26 663
Cultuurhistorie en ruimtelijke inrichting (Belvedere)

nr. 10
BRIEF VAN DE STAATSSECRETARIS VAN ONDERWIJS, CULTUUR EN WETENSCHAPPEN, DE MINISTER VAN VOLKSHUISVESTING, RUIMTELIJKE ORDENING EN MILIEUBEHEER, DE STAATSSECRETARIS VAN LANDBOUW, NATUURBEHEER EN VISSERIJ EN DE MINISTER VAN VERKEER EN WATERSTAAT

Aan de Voorzitter van de Tweede Kamer der Staten-Generaal

Zoetermeer, 25 januari 2002

Achtergrond

Op 29 november 1999 hebben de Vaste Kamercommissies voor OCenW, VROM en LNV de Nota Belvedere behandeld. Bij die gelegenheid hebben wij, als verantwoordelijke bewindslieden voor de uitvoering van het Belvedere-beleid, u toegezegd dat wij u elke twee jaar op de hoogte zouden brengen van onze vorderingen en van de op dat moment bereikte resultaten. Wij zijn verheugd u hierbij de eerste «beleidsmonitor» Belvedere te kunnen aanbieden1 en hopen deze op korte termijn met u te kunnen bespreken. Wellicht dat de rapportage van de Architectuurnota aanleiding biedt tot een gezamenlijke bespreking.

De uitvoering van het Belvedere-beleid is een zaak van lange adem. Niet voor niets hebben wij een periode van tien jaar uitgetrokken om de doelen die wij ons gesteld hebben te halen; onze ambities zijn hoog, de maatschappelijke en bestuurlijke context complex en onze middelen beperkt. Als we terugkijken op de afgelopen twee jaar, kunnen we constateren dat er veel in gang is gezet. Belvedere heeft in korte tijd een grote bekendheid verworven en de maatschappelijke respons was zeer positief. Er zijn vermoedelijk weinig rijksnota's te noemen die met een zo gering budget zoveel teweeg hebben gebracht.

==============================

> [Werkopdracht]:
Vervolg de brief over het Belvedere-beleid, te beginnen na de laatste zin van het fragment.

==============================

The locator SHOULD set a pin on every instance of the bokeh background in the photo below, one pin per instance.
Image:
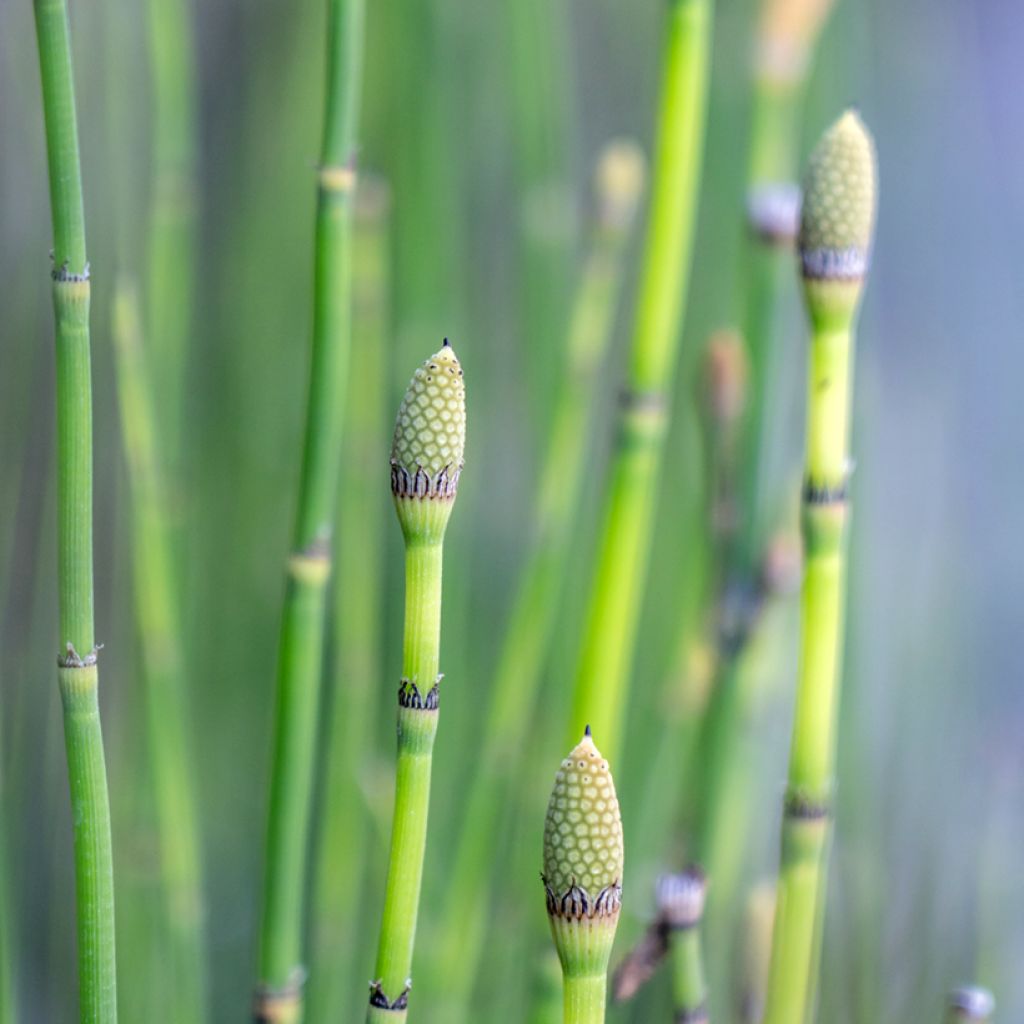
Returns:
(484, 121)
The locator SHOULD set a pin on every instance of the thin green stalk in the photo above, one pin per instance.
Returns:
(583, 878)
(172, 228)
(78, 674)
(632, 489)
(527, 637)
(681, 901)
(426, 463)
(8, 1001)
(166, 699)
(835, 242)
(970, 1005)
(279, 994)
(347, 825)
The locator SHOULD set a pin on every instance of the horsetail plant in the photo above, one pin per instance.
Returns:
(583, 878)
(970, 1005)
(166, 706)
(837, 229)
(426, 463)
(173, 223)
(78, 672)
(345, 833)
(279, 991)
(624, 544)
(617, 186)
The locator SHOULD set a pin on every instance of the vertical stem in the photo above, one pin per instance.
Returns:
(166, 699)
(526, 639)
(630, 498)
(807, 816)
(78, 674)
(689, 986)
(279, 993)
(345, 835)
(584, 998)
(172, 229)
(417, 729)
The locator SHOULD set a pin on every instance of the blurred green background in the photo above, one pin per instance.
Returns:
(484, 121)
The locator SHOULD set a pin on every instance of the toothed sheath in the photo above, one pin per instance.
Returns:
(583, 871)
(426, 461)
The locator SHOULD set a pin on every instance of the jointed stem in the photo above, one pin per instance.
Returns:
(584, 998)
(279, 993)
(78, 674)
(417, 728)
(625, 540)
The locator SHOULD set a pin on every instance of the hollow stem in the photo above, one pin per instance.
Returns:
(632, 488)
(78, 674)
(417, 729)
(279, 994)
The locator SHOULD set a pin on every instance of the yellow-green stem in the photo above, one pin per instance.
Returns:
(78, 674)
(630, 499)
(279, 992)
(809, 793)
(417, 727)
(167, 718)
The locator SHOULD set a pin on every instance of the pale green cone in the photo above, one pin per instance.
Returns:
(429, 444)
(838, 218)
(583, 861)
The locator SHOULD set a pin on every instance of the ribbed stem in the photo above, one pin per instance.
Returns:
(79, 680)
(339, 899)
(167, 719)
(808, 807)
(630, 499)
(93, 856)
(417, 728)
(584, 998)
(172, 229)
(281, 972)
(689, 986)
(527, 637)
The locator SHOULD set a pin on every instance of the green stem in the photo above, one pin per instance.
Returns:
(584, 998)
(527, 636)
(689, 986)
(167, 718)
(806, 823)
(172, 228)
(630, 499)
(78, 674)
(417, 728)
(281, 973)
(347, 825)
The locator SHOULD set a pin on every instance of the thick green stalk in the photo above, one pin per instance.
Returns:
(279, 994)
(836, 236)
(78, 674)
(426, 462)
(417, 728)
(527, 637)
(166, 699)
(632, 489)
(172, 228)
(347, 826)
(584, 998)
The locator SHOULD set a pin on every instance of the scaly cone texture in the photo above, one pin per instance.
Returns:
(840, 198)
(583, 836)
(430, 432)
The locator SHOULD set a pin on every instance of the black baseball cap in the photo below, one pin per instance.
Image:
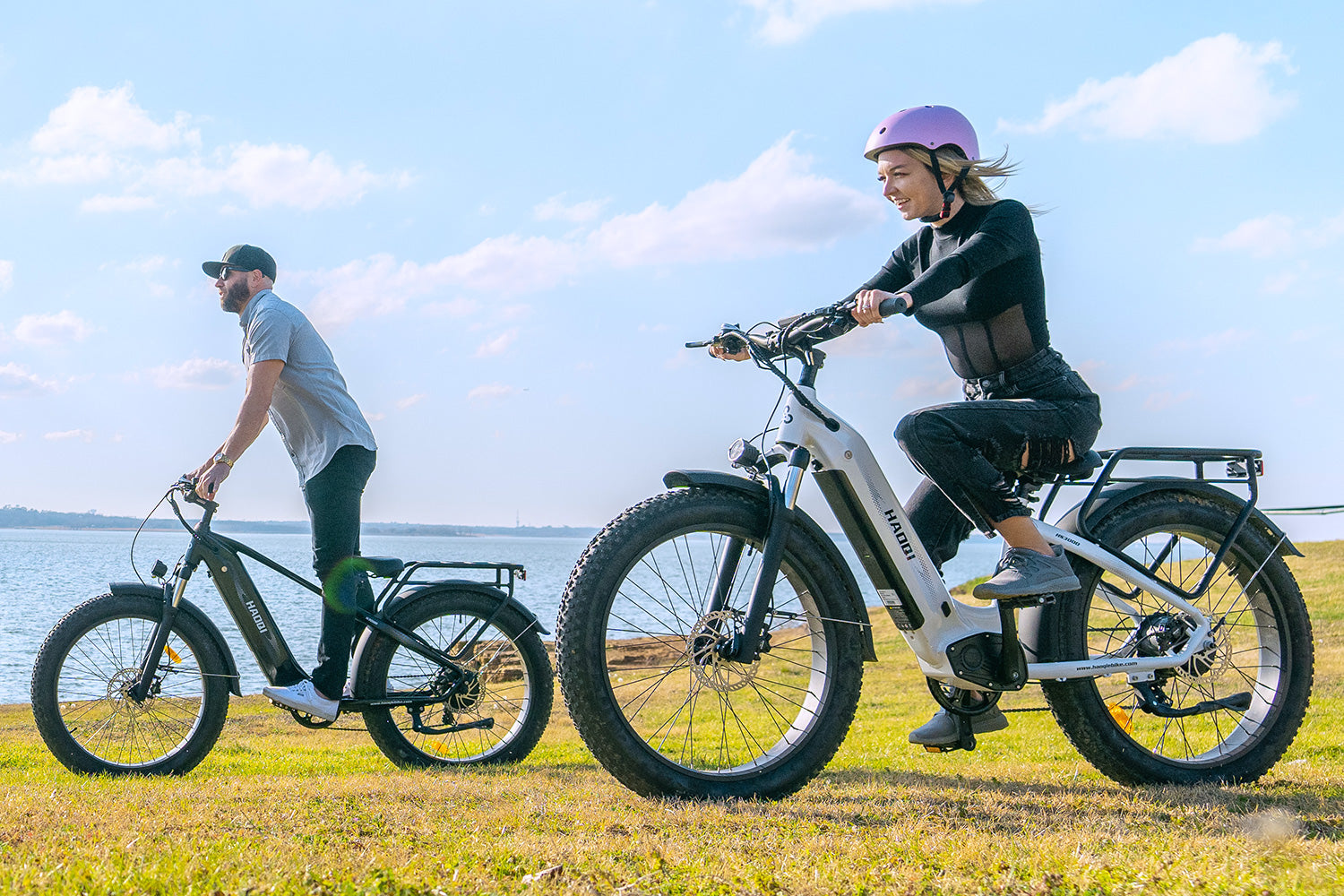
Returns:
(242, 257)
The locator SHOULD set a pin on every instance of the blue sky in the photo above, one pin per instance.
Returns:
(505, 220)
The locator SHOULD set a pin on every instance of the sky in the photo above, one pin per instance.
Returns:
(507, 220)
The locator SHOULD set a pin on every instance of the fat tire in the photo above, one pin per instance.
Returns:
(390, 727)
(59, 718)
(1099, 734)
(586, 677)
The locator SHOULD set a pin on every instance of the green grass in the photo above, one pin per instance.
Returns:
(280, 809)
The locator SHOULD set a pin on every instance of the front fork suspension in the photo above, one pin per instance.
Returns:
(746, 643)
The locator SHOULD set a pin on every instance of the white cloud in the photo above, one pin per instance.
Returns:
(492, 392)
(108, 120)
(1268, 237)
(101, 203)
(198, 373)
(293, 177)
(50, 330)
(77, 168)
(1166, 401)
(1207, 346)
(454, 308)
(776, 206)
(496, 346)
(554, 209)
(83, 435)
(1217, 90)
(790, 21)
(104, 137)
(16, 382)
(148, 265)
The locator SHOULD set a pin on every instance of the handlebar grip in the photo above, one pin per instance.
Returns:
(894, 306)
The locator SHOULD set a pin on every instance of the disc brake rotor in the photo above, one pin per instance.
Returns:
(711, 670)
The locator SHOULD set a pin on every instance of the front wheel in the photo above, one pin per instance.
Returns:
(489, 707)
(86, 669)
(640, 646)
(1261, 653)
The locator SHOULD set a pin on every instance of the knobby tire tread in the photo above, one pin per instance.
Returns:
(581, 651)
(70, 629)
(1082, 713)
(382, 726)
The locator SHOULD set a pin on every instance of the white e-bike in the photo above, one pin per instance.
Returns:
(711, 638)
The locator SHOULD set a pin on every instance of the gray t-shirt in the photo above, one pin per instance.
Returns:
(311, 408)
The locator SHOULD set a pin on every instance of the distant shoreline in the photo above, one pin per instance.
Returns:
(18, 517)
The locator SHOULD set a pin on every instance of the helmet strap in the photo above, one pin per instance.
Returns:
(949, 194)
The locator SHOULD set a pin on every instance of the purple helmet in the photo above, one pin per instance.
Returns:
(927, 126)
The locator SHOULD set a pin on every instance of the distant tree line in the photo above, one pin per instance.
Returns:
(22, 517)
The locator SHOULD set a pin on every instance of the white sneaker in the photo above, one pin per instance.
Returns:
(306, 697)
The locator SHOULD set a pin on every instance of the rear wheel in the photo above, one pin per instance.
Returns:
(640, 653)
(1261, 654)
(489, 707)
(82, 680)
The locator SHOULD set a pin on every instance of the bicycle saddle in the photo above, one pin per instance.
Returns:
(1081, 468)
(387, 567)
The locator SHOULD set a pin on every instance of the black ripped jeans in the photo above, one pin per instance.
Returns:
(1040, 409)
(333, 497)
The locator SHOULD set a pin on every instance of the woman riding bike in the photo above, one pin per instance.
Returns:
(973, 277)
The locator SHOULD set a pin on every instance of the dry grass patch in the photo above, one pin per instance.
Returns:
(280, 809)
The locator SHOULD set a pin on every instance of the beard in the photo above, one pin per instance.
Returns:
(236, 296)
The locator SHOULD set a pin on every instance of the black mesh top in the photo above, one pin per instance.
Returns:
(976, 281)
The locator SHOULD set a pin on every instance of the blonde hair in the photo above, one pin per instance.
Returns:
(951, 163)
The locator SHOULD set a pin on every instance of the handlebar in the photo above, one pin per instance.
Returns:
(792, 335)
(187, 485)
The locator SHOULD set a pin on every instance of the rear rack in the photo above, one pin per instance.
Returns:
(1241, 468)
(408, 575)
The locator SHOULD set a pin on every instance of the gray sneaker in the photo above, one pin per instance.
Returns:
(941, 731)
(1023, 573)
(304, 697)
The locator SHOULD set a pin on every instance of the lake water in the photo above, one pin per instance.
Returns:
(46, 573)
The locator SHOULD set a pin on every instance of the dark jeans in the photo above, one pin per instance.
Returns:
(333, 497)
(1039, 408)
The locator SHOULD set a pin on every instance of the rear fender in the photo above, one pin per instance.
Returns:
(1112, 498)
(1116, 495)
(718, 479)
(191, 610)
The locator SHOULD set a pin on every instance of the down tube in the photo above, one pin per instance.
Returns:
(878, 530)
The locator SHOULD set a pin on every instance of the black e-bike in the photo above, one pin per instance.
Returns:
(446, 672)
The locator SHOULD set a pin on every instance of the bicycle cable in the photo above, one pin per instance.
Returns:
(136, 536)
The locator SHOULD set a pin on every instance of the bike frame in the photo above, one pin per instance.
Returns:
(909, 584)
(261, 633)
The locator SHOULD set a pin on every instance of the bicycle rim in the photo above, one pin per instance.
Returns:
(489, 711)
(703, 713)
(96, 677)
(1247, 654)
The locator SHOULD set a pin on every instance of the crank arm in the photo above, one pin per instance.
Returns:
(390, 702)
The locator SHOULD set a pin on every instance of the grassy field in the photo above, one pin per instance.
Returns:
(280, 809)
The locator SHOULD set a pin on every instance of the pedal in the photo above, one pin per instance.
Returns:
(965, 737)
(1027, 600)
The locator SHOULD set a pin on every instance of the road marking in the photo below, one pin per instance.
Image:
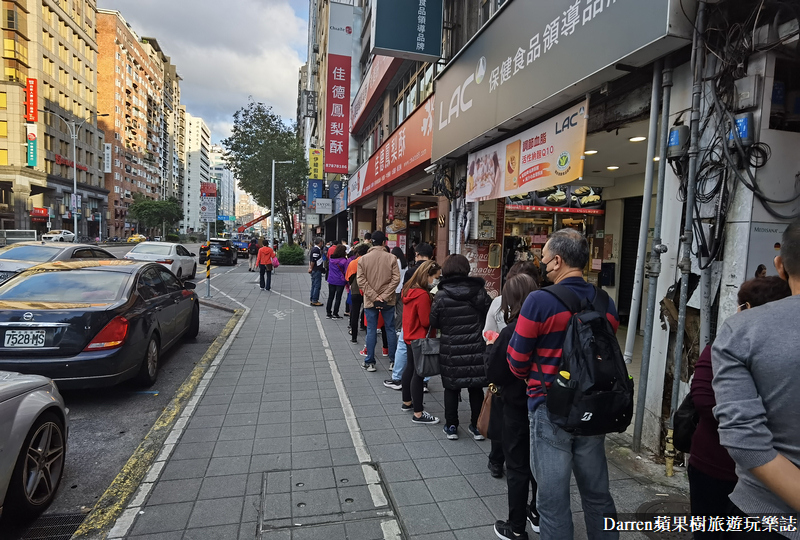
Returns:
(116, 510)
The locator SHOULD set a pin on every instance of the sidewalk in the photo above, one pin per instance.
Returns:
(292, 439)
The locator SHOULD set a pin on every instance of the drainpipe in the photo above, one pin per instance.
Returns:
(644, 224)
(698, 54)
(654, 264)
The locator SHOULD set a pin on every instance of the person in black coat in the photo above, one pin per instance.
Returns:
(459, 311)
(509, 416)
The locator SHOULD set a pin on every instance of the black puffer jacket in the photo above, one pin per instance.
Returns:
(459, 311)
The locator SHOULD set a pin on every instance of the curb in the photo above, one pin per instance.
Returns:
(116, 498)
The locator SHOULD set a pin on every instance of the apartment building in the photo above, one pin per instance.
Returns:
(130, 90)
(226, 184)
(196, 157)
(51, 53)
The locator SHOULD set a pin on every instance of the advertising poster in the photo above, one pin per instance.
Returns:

==============================

> [Antwoordvak]:
De kort maar krachtig geformuleerde hoofddoelstelling van het Belvederebeleid luidt: «behoud (van cultuurhistorische waarden) door ontwikkeling (van een kwalitatief hoogwaardige ruimtelijke inrichting van ons land). Deze hoofddoelstelling wordt in de nota geconcretiseerd in een breed scala van te ondernemen acties op rijks-, regionaal en lokaal niveau (de nota noemt er vijftig). Samenwerking tussen een groot aantal partijen, privaat en publiek, is nodig om deze doelen te kunnen bereiken. De totstandkoming van deze samenwerking is geen vanzelfsprekendheid, maar vergt in veel gevallen een cultuuromslag, een verandering van ingesleten werkwijzen en denkbeelden – vooroordelen soms – die zich niet van vandaag op morgen laat realiseren. Niettemin zijn de afgelopen twee jaar eerste belangrijke stappen gezet.

Doorwerking in rijksbeleid

Om dichtbij huis te beginnen; het Belvedere-gedachtegoed heeft een duidelijk herkenbare plaats gekregen in het rijksbeleid: in de nota «Natuur voor mensen, mensen voor natuur» (2000), de nota «Ontwerpen aan Nederland» (2000), de Cultuurnota 2001–2004 en niet in de laatste plaats in de recentelijk door het Kabinet vastgestelde Vijfde Nota over de Ruimtelijke Ordening deel 3. In het «Nationaal Verkeers- en Vervoersplan 2010–2020» (NVVP) is het Belvedere-gedachtegoed impliciet meegenomen. Bij de aanleg van nieuwe infrastructuur wordt al met tal van ontwikkelingen rekening gehouden. Al deze ontwikkelingen – waaronder ook diegene die met Belvedere samenhangen – worden om praktische redenen niet allemaal afzonderlijk in het NVVP vermeld. Het is echter wel onze ambitie om het gedachtegoed van Belvedere een volwaardige plek te geven bij het ontwerp en de aanleg van infrastructuurprojecten.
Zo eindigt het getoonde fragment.